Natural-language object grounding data

________

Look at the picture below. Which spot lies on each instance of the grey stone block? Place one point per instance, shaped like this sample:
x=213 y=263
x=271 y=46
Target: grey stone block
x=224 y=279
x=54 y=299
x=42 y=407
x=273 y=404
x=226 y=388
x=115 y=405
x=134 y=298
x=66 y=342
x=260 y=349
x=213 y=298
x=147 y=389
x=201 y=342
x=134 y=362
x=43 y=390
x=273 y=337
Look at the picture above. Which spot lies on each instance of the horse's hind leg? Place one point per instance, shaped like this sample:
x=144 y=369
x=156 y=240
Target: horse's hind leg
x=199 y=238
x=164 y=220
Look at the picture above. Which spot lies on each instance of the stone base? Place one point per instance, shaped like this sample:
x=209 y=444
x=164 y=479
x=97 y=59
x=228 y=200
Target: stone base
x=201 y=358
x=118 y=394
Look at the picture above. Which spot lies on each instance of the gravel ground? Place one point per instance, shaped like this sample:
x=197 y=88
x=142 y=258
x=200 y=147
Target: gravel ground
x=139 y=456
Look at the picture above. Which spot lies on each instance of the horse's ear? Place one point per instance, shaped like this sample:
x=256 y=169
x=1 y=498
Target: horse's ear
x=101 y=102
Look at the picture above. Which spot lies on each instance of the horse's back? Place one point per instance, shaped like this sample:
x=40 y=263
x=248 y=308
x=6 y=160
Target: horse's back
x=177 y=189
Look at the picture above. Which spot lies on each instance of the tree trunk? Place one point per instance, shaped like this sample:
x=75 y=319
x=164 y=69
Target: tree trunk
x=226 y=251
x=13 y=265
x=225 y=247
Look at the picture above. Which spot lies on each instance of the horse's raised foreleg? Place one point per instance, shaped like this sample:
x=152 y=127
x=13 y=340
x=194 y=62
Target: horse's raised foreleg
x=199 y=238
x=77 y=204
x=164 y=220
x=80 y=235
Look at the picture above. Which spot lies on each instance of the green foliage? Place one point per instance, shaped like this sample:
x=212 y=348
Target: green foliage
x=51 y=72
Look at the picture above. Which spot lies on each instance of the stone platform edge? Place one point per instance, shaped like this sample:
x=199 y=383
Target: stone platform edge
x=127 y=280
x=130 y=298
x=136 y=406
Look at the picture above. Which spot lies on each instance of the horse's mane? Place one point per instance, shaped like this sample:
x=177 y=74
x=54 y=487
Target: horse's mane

________

__TRY IT__
Write out every line of the data that holds the word "above".

__FINAL ANSWER__
Look at the picture above. Which spot lies on each instance of the horse's hind leg? Place one point per instance, shaped like this sample:
Look at the picture above. Which spot lies on each instance of the stone base? Place one point per instance, shaped like this sample:
Look at the picture above. Which spot lies on each instance of the gravel ground? Place one point per instance, shaped like this sample:
Look at the picture above. Which spot lies on each instance of the horse's ear? Place one point per instance, shaped like this sample:
Look at the picture above. Which spot lies on each instance of the horse's back? Place one point per instance, shaped like this sample:
Look at the picture above. Which spot lies on each instance of the tree trunk? Place one point per instance, shaped like this sample:
Look at the picture above. Which spot lies on each instance of the horse's raised foreleg? Place one point per instance, shaped like this sample:
Look at the picture above. Which spot lies on each instance of the green foliage? Place one point per instance, shaped like this sample:
Look at the picture above. Which spot lies on each instance of the stone platform edge? Place one point per instance, shaped like this sample:
Look at the picture above. Which spot lies on each instance of the horse's mane? Place one point per instance, shaped like this sample:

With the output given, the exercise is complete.